[Records for the task Boundary: Start]

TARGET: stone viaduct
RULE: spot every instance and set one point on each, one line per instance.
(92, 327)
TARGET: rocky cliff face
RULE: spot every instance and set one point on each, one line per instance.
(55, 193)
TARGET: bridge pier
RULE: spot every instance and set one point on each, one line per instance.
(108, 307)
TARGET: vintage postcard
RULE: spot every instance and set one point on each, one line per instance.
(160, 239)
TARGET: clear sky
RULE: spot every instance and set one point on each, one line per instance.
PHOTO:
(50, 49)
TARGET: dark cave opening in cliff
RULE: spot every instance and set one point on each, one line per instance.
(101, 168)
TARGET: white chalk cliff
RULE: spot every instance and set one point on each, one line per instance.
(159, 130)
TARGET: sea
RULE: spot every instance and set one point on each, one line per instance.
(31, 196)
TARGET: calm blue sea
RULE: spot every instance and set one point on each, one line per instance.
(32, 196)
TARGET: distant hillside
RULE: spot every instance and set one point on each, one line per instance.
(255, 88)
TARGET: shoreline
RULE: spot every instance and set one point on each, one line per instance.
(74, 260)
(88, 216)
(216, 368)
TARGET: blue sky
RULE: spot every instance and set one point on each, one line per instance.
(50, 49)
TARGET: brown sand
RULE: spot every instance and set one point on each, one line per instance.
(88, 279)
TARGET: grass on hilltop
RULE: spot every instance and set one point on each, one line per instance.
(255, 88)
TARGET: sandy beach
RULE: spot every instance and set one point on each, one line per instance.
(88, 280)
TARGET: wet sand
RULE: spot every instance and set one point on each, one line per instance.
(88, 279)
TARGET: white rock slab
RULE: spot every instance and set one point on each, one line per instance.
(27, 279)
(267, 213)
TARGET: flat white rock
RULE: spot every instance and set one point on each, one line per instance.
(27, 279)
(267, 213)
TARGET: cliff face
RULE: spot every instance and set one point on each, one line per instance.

[Records for the task Boundary: End]

#### What you have to do
Copy out each entry precisely. Leave nothing out.

#### Exercise answer
TARGET: stone viaduct
RULE: spot every instance and set one point on each, one line per instance.
(92, 327)
TARGET: rocky cliff face
RULE: spot every instance and set one point on each, one line per instance.
(55, 193)
TARGET: bridge pier
RULE: spot every instance and set one point on each, one line per instance.
(108, 307)
TARGET: vintage postcard
RULE: spot every instance and set one point on each, one line per instance.
(160, 239)
TARGET: clear sky
RULE: spot every instance and set one point on each, one line per instance.
PHOTO:
(50, 49)
TARGET: dark cave opening in cliff
RULE: spot every instance and set one point on each, one line per instance.
(101, 168)
TARGET: white chalk cliff
RULE: spot every instance and set one point on each, one line per instance.
(159, 130)
TARGET: sea
RULE: spot every instance and set one point on each, one line per instance.
(31, 196)
TARGET: calm blue sea
RULE: spot every instance and set one point on each, one line per instance.
(32, 196)
TARGET: distant hillside
RULE: spot every instance and set one point on each, one line per instance.
(255, 88)
TARGET: shoreline
RULE: spot every instance and set one point on each, one line per instance.
(74, 260)
(88, 216)
(216, 368)
TARGET: blue sky
RULE: spot every instance and set one point on each, one line per instance.
(50, 49)
TARGET: brown sand
RULE: spot every instance and set one point on each, one line per instance.
(88, 279)
TARGET: grass on hilltop
RULE: spot every instance and set one point on each, one line per instance.
(255, 88)
TARGET: sandy beach
RULE: spot every instance and set one point on each, one line per instance.
(88, 280)
TARGET: wet sand
RULE: spot every instance and set one point on each, one line per instance.
(88, 279)
TARGET: white rock slab
RULE: spot every instance and set one point on each, one line per instance.
(27, 279)
(267, 213)
TARGET: flat white rock
RULE: spot every instance and set one point on each, one line per instance.
(27, 279)
(267, 213)
TARGET: cliff face
RULE: spot every instance and set one point on each, one line per instance.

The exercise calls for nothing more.